• _THE EXERCISE_
Copy out each of the entries below word for word, but leave out the pictures.
-- Start --
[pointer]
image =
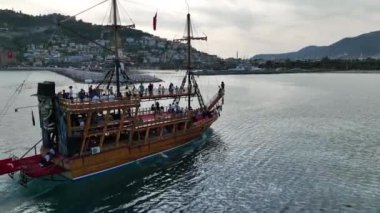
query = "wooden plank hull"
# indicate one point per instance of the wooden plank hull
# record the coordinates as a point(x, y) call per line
-- End --
• _FULL SOLUTION_
[pointer]
image =
query = "wooden plank hull"
# indicate one point per instance of the wooden plank hull
# record the coordinates as a point(x, y) call per line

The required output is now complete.